Born into a Jewish family in Algeria in 1948, Bernard-Henri Lévy was raised in Paris, where he enrolled in the elite Ecole Normale in the embattled year of 1968. It was a dramatic historical moment. Revolutionary illusions and intellectual inflation filled the streets, while student uprisings were erupting from Japan to Germany, and from Berkeley to Harvard. That same year witnessed the crushing of the Prague Spring when the tanks of the Warsaw Pact rolled into Czechoslovakia, postponing the end of the Soviet Empire for two more melancholy decades. It was a time when rebellion and totalitarianism collided, and that experience ignited debates which defined French intellectual life for years to come.
Lévy has been a prominent member of that intellectual life for half a century. After a visit to Mexico in 1969, the precocious young author published an article in the legendary Les Temps Modernes, the journal edited by Jean-Paul Sartre. A book on Bangladesh followed in 1973, and in 1977 his Barbarism with a Human Face appeared, establishing him as one of the “New Philosophers,” those members of the radical student movement generation who broke with their Marxist past. Their demonstrative rejection of Soviet dictatorship, a French version of neo-conservatism, was a twist in the history of the Cold War. Still today, detractors on the left have not forgiven these new philosophers for their abandonment of the Communist utopia.

### Provided information
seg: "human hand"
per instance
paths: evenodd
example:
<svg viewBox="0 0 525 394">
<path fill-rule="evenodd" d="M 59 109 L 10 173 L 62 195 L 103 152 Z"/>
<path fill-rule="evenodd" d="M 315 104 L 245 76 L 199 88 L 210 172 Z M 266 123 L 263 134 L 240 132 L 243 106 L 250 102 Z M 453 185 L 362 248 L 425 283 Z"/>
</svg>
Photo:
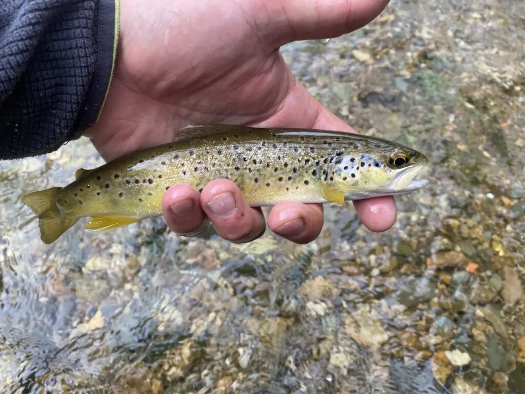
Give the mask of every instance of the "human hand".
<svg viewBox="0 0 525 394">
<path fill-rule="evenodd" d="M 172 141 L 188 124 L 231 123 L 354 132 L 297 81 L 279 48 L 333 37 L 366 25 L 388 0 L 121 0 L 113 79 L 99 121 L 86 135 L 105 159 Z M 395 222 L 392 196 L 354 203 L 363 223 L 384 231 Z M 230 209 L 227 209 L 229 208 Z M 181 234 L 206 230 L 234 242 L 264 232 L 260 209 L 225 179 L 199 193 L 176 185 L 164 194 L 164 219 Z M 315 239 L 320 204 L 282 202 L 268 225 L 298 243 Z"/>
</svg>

--

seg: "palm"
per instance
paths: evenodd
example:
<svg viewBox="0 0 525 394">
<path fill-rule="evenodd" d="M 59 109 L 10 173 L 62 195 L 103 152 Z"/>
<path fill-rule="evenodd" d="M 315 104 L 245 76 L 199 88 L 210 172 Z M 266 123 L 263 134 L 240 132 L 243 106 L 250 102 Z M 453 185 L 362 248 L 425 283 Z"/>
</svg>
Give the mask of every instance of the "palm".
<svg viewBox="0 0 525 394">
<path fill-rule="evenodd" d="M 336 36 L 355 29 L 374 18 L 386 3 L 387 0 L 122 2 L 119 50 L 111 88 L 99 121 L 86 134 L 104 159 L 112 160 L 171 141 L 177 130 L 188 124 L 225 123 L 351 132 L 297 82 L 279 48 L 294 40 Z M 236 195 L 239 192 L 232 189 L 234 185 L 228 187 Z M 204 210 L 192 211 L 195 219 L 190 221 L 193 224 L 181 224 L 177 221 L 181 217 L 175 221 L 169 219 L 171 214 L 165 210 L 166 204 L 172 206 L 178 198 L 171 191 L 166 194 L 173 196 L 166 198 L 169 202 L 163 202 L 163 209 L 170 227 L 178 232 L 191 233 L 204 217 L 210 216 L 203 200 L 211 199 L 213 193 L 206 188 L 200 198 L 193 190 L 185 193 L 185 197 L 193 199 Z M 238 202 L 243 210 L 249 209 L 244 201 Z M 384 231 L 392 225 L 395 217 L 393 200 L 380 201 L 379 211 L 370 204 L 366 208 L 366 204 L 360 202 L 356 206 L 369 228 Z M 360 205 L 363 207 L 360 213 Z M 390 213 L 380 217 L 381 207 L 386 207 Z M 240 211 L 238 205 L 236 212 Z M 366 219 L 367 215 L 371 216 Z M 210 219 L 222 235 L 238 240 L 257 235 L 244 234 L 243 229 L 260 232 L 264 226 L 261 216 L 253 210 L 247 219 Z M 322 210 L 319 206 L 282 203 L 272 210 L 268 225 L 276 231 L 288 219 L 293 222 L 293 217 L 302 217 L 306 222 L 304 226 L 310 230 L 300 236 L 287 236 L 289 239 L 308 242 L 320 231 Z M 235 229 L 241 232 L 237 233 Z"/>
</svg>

--

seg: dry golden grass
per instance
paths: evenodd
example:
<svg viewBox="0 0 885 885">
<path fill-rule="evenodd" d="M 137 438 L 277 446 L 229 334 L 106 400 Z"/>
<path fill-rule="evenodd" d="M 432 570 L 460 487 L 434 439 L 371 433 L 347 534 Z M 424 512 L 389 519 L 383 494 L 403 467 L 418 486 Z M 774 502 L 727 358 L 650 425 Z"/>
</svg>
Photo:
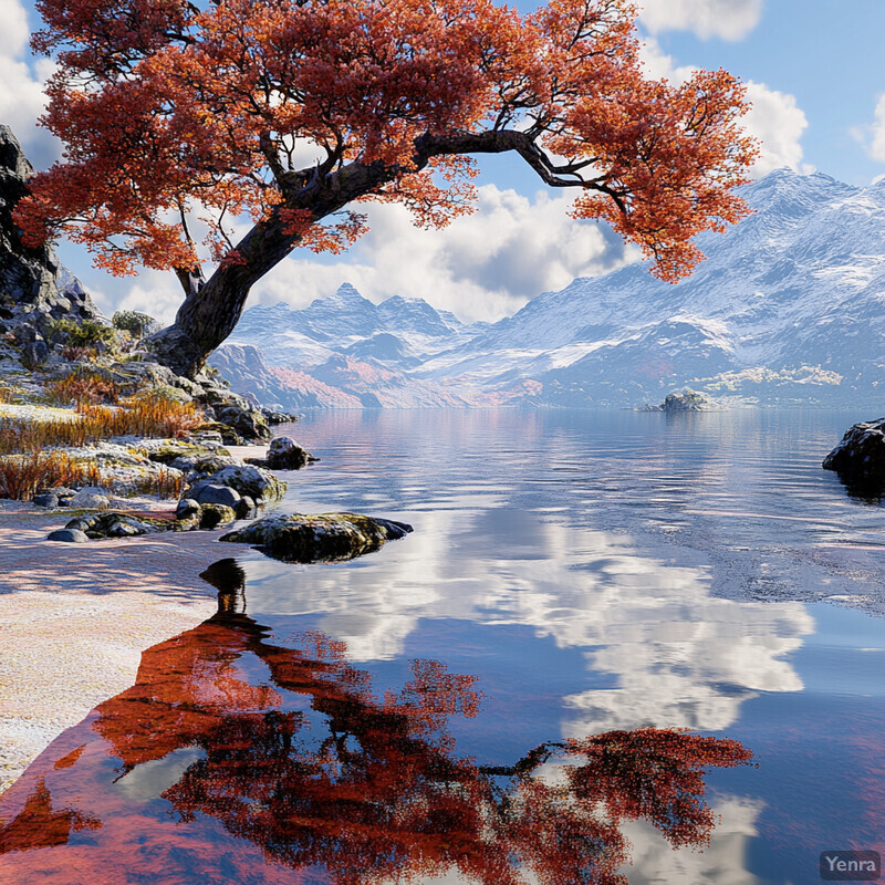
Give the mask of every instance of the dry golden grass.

### Parts of the exercise
A) Reproduce part of the Bernard-Henri Lévy text word for word, starting at the words "Born into a" and stopping after the words "years to come.".
B) Carry on the Bernard-Henri Lévy text from its last sentence, not the data.

### Response list
A)
Born into a Jewish family in Algeria in 1948, Bernard-Henri Lévy was raised in Paris, where he enrolled in the elite Ecole Normale in the embattled year of 1968. It was a dramatic historical moment. Revolutionary illusions and intellectual inflation filled the streets, while student uprisings were erupting from Japan to Germany, and from Berkeley to Harvard. That same year witnessed the crushing of the Prague Spring when the tanks of the Warsaw Pact rolled into Czechoslovakia, postponing the end of the Soviet Empire for two more melancholy decades. It was a time when rebellion and totalitarianism collided, and that experience ignited debates which defined French intellectual life for years to come.

B)
A career of enormous productivity ensued. Lévy’s French Wikipedia entry lists no fewer than forty-two books, ten films (acting in some, producing others), and two plays. Nor should one omit his extensive travels, and frequent and prominent participation in international affairs as a cultural diplomat in, for example, Pakistan, Bosnia, Mexico, Afghanistan, Israel, Libya, and Ukraine. His American Vertigo: In the Footsteps of Tocqueville, initially a series for the Atlantic, collected his impressions from a trip through the United States (Garrison Keillor reviewed it harshly in the New York Times, to which Christopher Hitchens responded by lambasting Keillor in Slate ).
BHL, as Lévy is known in France, is nothing if not well connected, a benefit no doubt of his education in the exclusive stratosphere of the French upper crust. His curriculum vitae reads like a list of the inhabitants of the Elysée Palace, the official residence of the presidents of France. As early as 1980, soon-to-be President Francois Mitterrand served as a witness to his second marriage. In 2002, Mitterrand’s successor, Jacques Chirac, sent him on a cultural mission to Afghanistan; in 2011, he advised Chirac’s successor, Nicolas Sarkozy, on French policy in Libya; and in 2016, he represented Francois Hollande at the memorial service for the Babi Yar massacre in Ukraine. He is as close as one can get to power in France without winning an election.
Yet for all this public prominence, he has not been spared criticism as an intellectual, for moving too quickly, treating ideas too lightly, and making connections too casually. His writing can seem facile, his assertions peremptory. Engaging with his work, one should distinguish these sorts of inadequacies, plausible targets of criticism, from ideologically driven condemnations of his principled anti-totalitarianism and advocacy for human rights. The judgment that his writing style is wrong does not make his political enemies right.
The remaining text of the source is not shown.